> Exercise aim
Restate the listing below word for word, and leave its pictures behind.

--- START ---

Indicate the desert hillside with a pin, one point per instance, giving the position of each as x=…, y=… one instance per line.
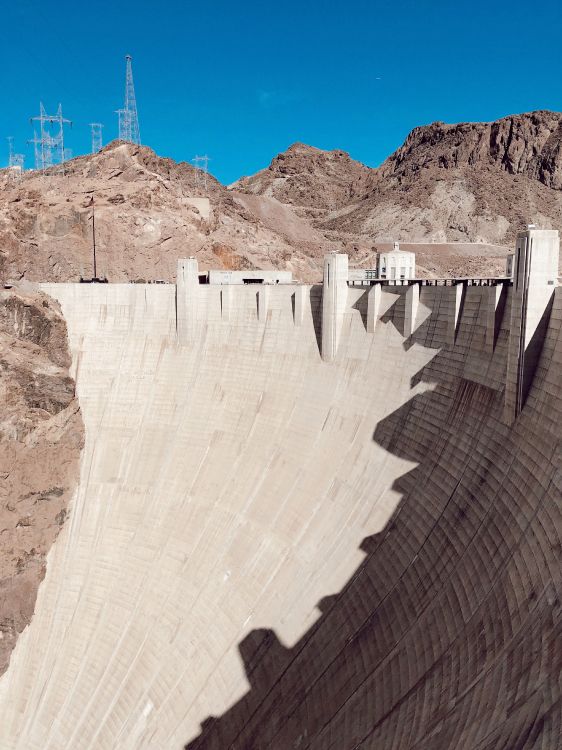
x=148, y=212
x=460, y=192
x=41, y=436
x=466, y=183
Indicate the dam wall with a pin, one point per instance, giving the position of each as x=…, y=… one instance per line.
x=270, y=550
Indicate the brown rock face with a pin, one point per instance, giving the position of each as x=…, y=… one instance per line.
x=308, y=177
x=527, y=144
x=448, y=184
x=41, y=436
x=466, y=183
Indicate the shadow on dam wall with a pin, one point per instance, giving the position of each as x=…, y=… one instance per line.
x=449, y=633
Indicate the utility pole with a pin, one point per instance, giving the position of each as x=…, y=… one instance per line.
x=128, y=116
x=94, y=236
x=197, y=160
x=48, y=145
x=15, y=161
x=96, y=128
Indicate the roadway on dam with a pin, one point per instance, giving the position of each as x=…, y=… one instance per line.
x=271, y=551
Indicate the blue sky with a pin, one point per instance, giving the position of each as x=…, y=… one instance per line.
x=242, y=81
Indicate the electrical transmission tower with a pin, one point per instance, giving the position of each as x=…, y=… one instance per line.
x=49, y=143
x=202, y=171
x=15, y=161
x=96, y=128
x=128, y=117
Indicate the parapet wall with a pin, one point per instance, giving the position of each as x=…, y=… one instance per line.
x=269, y=550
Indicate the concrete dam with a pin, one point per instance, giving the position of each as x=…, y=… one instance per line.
x=314, y=518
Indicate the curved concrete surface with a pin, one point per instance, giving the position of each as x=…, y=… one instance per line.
x=357, y=554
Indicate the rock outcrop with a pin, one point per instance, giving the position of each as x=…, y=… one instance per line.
x=41, y=437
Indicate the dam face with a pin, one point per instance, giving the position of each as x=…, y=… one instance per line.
x=268, y=550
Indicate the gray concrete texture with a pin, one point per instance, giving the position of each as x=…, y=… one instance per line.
x=269, y=550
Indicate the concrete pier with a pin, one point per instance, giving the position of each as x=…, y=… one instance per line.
x=373, y=306
x=412, y=302
x=535, y=279
x=334, y=299
x=187, y=290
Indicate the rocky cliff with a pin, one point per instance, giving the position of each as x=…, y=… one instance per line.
x=448, y=184
x=466, y=183
x=41, y=438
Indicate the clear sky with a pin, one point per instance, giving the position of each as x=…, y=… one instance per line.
x=241, y=81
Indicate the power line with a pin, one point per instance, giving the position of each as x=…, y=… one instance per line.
x=202, y=171
x=96, y=128
x=49, y=142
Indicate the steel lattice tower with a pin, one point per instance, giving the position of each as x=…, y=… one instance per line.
x=15, y=162
x=96, y=128
x=49, y=145
x=204, y=160
x=128, y=117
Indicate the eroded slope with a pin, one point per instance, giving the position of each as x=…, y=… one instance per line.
x=40, y=441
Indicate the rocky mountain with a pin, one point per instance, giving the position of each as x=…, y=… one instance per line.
x=448, y=184
x=460, y=192
x=41, y=436
x=148, y=212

--- END ---

> Finished exercise
Indicate the desert hillside with a pin, one point per instance, giving the position of each as x=…, y=… one instance per line.
x=148, y=212
x=460, y=192
x=41, y=436
x=466, y=183
Indicate the dam wall with a pin, one point per instance, giving the position of each as x=…, y=… one instance per line.
x=270, y=550
Indicate the brown rock face with a pin, one point per instance, giving the position of each as x=…, y=… one instance per line.
x=308, y=177
x=527, y=144
x=448, y=184
x=41, y=436
x=466, y=183
Indicate the shadow on dam wall with a pin, one point per instance, giving the position of each as x=…, y=… one instance per line.
x=449, y=633
Indicate the utility pole with a pin, one point per instance, giving the position of each as x=…, y=… one instance per line.
x=128, y=116
x=94, y=236
x=197, y=160
x=48, y=145
x=15, y=161
x=96, y=128
Indicate the roadway on dam with a pin, one point per instance, giving the position of each as x=…, y=… one instance per line.
x=271, y=551
Indicate the blue sky with a pin, one point per instance, giving the position of each as x=…, y=… one instance per line.
x=242, y=81
Indicate the electrical transmission tower with a pin, one point per instance, giving the position of each as x=…, y=… one instance per line.
x=49, y=143
x=202, y=171
x=15, y=161
x=96, y=128
x=128, y=117
Indicate the parapet wall with a pin, one point per instance, giving the position of each as x=…, y=… one instance per line.
x=269, y=550
Indicate the concrete dam with a pin, one point per instance, giving the position of each as x=…, y=… one instance per line.
x=314, y=518
Indicate the curved concrete surface with a pin, one point per instance, giving the position of each as x=…, y=… one instance per line.
x=357, y=554
Indicate the rock outcrop with a pin, one point per instance, giving the position of each as x=…, y=… one instance per line.
x=41, y=437
Indicate the dam face with a pin, one point per instance, giving the position of each as x=…, y=… one instance per line.
x=268, y=550
Indicate the gray concrete texture with a pin, one point per instance, giving the position of each as x=…, y=… one instance per line.
x=269, y=550
Indicate the concrete pier with a pin, one point per instance, giving the position of each as x=…, y=… one instance per line.
x=373, y=306
x=412, y=302
x=535, y=279
x=334, y=299
x=187, y=290
Indicate the rocky cliff with a pin, one point per instance, giving the position of each as x=…, y=… one instance per line.
x=448, y=184
x=466, y=183
x=41, y=438
Indicate the clear sky with a pin, one point per instance, giving the position of each as x=…, y=… one instance per line.
x=241, y=81
Indicate the power line with a pin, one point per instance, giving the position of each as x=…, y=… one instance per line.
x=202, y=171
x=96, y=128
x=49, y=142
Indicate the steel lattice tower with a pin, one point per instance, giving the position of each as x=…, y=… one instance per line.
x=15, y=162
x=96, y=128
x=49, y=145
x=204, y=160
x=128, y=117
Indicate the eroded slope with a pin, one point per instance, giving the position of each as x=…, y=… one instance per line.
x=40, y=441
Indicate the rocky mountain with a pin, one point per instance, giving the position of each as x=…, y=… one instance per line.
x=448, y=184
x=460, y=192
x=41, y=436
x=148, y=212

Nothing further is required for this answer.